▸ **Yönerge 1**: Vasfi Mahir Kocatürk hakkındaki metinde "Manzum oyunlar da denemiş" diye başlayan paragrafı, temel bilgilerini koruyarak kısa bir madde listesine dönüştürün.
▸ **Yönerge 2**: Vasfi Mahir Kocatürk hakkındaki metni, bittiği yerden itibaren sürdürün.

▸ **Verilen Metin**:
Vasfi Mahir KOCATÜRK
- Vasfi Mahir KOCATÜRK, Halk şiirlerinin biçimsel özelliklerinden yararlanarak hece ölçüsüyle ulusal, epik, lirik şiirler yazmıştır.
- Manzum oyunlar da denemiş olan Kocatürk, bir sanatçı olmaktan çok, edebiyatla ilgili kitap ve araştırmalarıyla tanınmıştır.
- Tunç Sesleri, Geçmiş Geceler, Bizim Türküler, Ergenekon adlı şiir kitapları; Yaman, Sanatkar adlı oyunları; Yeni Türk Edebiyatı, Divan Şiiri Artolojisi, Türk Edebiyatı Tarihi adlı araştırma inceleme eserleri vardır.

▸ **Verilen Bilgiler**:
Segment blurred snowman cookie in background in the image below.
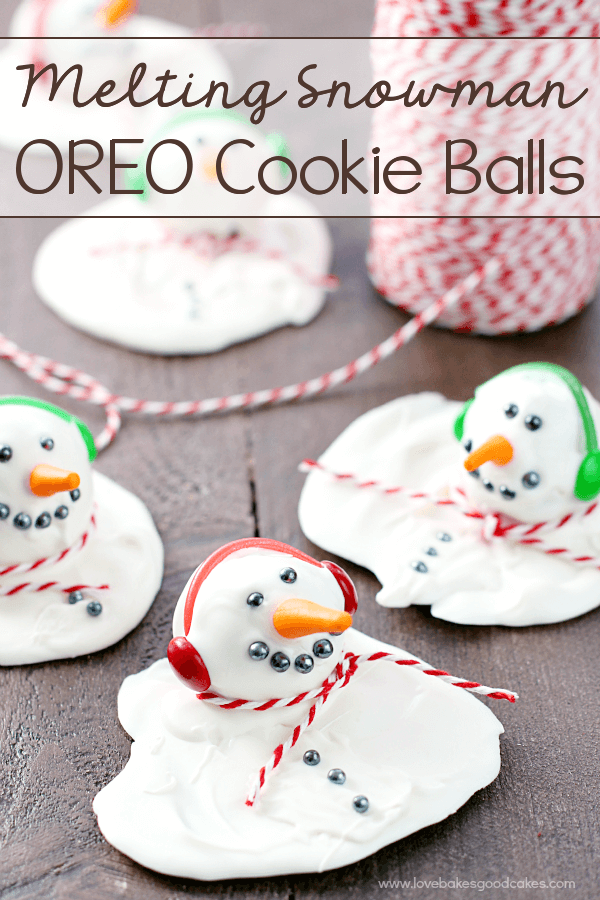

▸ **Alıştırma Cevabı 1**:
- Kocatürk manzum oyunlar da denemiştir.
- Sanatçılığından çok edebiyatla ilgili kitap ve araştırmalarıyla tanınmıştır.

▸ **Alıştırma Cevabı 2**:
Sabri Esat SİYAVUŞGİL
- Sabri Esat SİYAVUŞGİL, Fotoğraf gözlemciliğiyle çevresini gözler ve izlenimlerini şiirine aktarır. Ancak Yedi Meşaleciler içinde başladığı şairliğe daha sonra veda eder ve daha çok çevirilerle ve inceleme yazılarıyla edebiyat hayatına devam eder.
- En güçlü yanı çevirilerinde görülür. Ancak kendisi mesleğinin psikoloji olduğunu ve mesleğine sadık kalabilmek için sevmesine rağmen şiir yazmadığını söylemiştir.
- Odalar ve Sofalar adlı şiir kitabının yanında inceleme eserleri ve roman çevirileri vardır.
Muammer Lütfi BAHŞİ
- Muammer Lütfi BAHŞİ‘nin asıl mesleği avukatlıktır.
- Arapça ve Farsça bilen şair Yedi Meşale grubu içinde edebi faaliyetlerini sürdürdü.
- Edebiyat alanında çok fazla yapıt vermedi.
- Türk Akdeniz ve İlk Kurşun adlı yapıtları vardır.